Task to complete: Change "Whereabouts" to "Where exactly" in the records from the line with "Whereabouts is the small" up to and including the line with "38,109 -> 189,133". Give only those lines, with everything else left unchanged.
___ Supplied records ___
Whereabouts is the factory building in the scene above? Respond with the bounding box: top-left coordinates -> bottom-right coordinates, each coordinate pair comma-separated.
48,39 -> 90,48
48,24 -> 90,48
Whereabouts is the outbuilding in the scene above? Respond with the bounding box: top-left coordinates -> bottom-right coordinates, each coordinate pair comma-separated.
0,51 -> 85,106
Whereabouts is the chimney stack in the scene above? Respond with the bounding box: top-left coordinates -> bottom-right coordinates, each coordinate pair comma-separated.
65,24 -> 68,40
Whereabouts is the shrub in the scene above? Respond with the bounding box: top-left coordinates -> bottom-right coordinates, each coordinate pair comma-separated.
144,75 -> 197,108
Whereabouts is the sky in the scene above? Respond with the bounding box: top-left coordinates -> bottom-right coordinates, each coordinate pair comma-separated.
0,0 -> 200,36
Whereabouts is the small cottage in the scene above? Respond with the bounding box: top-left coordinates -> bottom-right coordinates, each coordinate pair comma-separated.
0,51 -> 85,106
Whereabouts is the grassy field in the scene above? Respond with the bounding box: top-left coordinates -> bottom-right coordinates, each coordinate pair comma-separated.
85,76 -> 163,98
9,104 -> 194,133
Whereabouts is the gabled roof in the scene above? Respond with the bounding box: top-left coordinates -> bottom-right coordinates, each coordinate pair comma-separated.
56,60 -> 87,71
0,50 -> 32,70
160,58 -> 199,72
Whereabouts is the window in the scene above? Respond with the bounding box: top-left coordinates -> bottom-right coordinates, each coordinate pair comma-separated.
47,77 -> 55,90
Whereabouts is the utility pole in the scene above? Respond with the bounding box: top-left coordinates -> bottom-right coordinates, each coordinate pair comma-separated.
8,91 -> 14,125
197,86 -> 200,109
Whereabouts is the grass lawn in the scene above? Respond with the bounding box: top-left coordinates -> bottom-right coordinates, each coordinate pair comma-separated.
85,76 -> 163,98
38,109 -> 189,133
___
___ Supplied records ___
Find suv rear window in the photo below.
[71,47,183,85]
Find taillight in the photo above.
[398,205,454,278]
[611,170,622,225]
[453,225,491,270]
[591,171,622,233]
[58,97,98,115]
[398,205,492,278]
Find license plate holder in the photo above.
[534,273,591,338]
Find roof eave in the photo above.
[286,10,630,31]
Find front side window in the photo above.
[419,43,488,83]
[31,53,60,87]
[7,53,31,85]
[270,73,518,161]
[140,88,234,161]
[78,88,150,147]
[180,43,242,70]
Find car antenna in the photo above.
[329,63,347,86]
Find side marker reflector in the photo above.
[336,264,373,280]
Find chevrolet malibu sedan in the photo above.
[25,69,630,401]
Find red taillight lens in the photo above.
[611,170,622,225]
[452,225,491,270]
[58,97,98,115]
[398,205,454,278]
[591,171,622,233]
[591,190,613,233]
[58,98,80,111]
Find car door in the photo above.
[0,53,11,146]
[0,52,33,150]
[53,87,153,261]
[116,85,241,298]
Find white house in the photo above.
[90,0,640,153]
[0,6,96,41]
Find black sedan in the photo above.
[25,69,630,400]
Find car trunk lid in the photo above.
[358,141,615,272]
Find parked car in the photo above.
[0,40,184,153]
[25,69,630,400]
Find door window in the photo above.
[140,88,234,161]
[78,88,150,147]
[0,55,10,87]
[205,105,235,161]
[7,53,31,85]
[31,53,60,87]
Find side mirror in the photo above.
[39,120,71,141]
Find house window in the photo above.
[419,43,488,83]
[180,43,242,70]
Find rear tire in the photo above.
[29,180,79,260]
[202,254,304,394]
___
The response:
Where exactly is the small cottage in the scene above? Respond with the bounding box: top-left coordinates -> bottom-right coordinates, each coordinate pair comma-separated.
0,51 -> 85,106
Where exactly is the grassy field in the scene above? Respond with the bounding box: top-left coordinates -> bottom-right coordinates, each coordinate pair comma-separated.
85,76 -> 163,98
9,104 -> 194,133
Where exactly is the gabled roof in the scene above? Respond with the bounding box: top-left coordinates -> bottom-right coordinates, each coordinate pair comma-separated.
56,60 -> 87,71
0,50 -> 32,70
160,58 -> 199,72
Where exactly is the window in the scene above? Respond with the bounding box: top-left coordinates -> bottom-right coordinates, each coordinate pair comma-separated.
47,77 -> 55,90
Where exactly is the utility pole in the scene above? Respond with the bounding box: top-left coordinates -> bottom-right coordinates, each coordinate pair comma-separated.
8,91 -> 14,125
197,86 -> 200,109
Where exactly is the grass lawn in the scene above? Respond with the bounding box: top-left coordinates -> bottom-right coordinates, each coordinate pair comma-separated.
85,76 -> 163,98
38,109 -> 189,133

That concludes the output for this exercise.